## Records for this exercise:
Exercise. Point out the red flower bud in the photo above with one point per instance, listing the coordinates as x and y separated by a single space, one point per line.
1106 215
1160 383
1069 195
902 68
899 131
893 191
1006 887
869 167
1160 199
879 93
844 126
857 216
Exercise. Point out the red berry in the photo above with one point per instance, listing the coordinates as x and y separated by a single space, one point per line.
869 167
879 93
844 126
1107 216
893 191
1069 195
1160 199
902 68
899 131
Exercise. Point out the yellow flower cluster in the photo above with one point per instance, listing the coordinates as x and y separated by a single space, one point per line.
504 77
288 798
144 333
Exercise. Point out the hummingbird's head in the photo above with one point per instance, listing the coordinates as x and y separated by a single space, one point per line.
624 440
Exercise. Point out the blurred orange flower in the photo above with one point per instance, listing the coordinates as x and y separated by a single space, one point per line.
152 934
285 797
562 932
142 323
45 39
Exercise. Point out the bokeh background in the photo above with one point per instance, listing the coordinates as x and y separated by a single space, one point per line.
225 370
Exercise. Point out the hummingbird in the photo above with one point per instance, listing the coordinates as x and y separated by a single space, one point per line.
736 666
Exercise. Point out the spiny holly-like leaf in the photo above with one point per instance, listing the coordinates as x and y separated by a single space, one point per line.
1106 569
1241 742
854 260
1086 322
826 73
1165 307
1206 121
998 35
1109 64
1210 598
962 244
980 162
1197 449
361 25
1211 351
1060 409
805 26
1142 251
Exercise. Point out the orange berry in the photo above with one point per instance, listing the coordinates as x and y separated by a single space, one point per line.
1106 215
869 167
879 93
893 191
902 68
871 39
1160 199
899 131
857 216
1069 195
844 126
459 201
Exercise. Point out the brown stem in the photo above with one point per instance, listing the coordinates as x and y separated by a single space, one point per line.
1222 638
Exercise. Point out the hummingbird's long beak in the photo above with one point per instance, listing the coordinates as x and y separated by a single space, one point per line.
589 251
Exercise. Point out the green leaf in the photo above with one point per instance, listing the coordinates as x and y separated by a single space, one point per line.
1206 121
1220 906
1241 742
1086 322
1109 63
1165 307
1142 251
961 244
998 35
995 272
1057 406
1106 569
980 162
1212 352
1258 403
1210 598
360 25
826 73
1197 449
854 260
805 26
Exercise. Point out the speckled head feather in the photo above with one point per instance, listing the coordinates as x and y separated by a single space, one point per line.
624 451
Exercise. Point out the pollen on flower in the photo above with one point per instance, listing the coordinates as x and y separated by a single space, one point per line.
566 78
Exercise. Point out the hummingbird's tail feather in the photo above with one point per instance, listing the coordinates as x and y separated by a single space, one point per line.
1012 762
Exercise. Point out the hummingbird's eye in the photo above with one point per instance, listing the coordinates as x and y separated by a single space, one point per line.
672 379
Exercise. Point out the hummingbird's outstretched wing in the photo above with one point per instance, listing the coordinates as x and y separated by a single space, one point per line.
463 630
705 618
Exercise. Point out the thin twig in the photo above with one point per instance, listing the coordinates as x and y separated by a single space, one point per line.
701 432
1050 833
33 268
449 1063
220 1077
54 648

## Problem requirements:
Return the complete material exactly as it appears.

## Your solution:
Exercise. Point out the red flower bud in the photo above with one point per instance, listing the coordinates as x and y separated by a single space, one point per line.
1106 215
1160 383
1069 195
902 68
899 131
893 191
1006 887
869 167
1160 199
879 93
844 126
857 216
Exercise. Point out the red berry in the photo above with one point per instance, listing the coordinates as x and y separated by a single space, one point per line.
869 167
879 93
844 126
1107 216
893 191
1069 195
1160 199
902 68
899 131
Exercise. Point out the yellow flower cluster in the photo above with one point per instance, listing the coordinates as x and y separated by a single space, one point per line.
504 77
288 798
144 333
Exercise. Point out the hummingbird's head in the photo above with one point per instance, listing the coordinates as x and y separated by a single space, one point per line.
624 440
Exercise. Point out the blurred orange flower in the photo above with one point per instance, listing the coordinates as x and y separated by a single space, one point per line.
152 934
285 797
562 932
142 323
45 39
Exercise. Point out the bokeh background in the photo above with one point per instance, listing the coordinates as x and y separated by a single space, one point per line.
225 370
Exercise. Point out the hummingbird in the photo above with one point per instance, listing the coordinates as x and y separated by a single space, one point per line.
736 666
Exercise. Point out the spiny holly-like leaf in the photo above with one point per instance, listing the coordinates as x and y separated by a single space, one point per line.
1106 569
1241 742
854 260
1086 322
826 73
1165 307
1206 121
998 35
1109 64
1210 598
962 244
980 162
1197 449
361 25
1211 351
1060 409
805 26
1142 251
Exercise. Point out the orange berry in the photo above with one point per instance, listing the coordinates as x and y separated by a single space, one point per line.
1106 215
869 167
879 93
893 191
902 68
871 39
1160 199
899 131
857 216
1069 195
844 126
459 201
Exercise. Point out the brown stem in the photo above with one point per instance, listing the coordinates as x and y separated by a single space, one point per line.
1222 638
Exercise. Point out the hummingbird's long beak in the photo above with one point per instance, listing the coordinates as x and y separated by a single space, one point per line.
589 251
Exercise. Point out the green leaf in the photo above with one point per instance, listing the coordinates as x and y separated by a single space, one point per line.
1206 121
1220 906
1241 742
1086 322
1109 63
1165 307
1142 251
961 244
998 35
995 272
1057 406
1106 569
980 162
1212 352
1258 403
1210 598
360 25
826 73
1197 449
854 260
805 26
Exercise. Point out the speckled head feather in the photo above with one point per instance, listing the coordinates as x and y separated by a single space, one point per line.
624 451
Exercise. Point out the pollen on flower in the photo above with one point per instance, listing the coordinates as x and y separated by a single space, one point per line.
566 78
Exercise. Point out the hummingbird's tail feather in the photo above with one point per instance, listing the coordinates as x and y separated by a single space, one point per line.
1012 762
Exercise. Point out the hummingbird's eye in the photo above with one point per instance, listing the coordinates as x and y separated by a single space, one point per line.
672 379
Exercise. Point out the hummingbird's outstretched wing in the photo above with one point per instance, listing the coordinates as x and y separated by a single space, one point per line.
463 630
705 618
Exercise. Point out the thin twig in the photo above with one point per instance, listing the coordinates as x and y separated by a single space, one point per line.
701 432
1050 833
33 268
449 1063
220 1077
54 648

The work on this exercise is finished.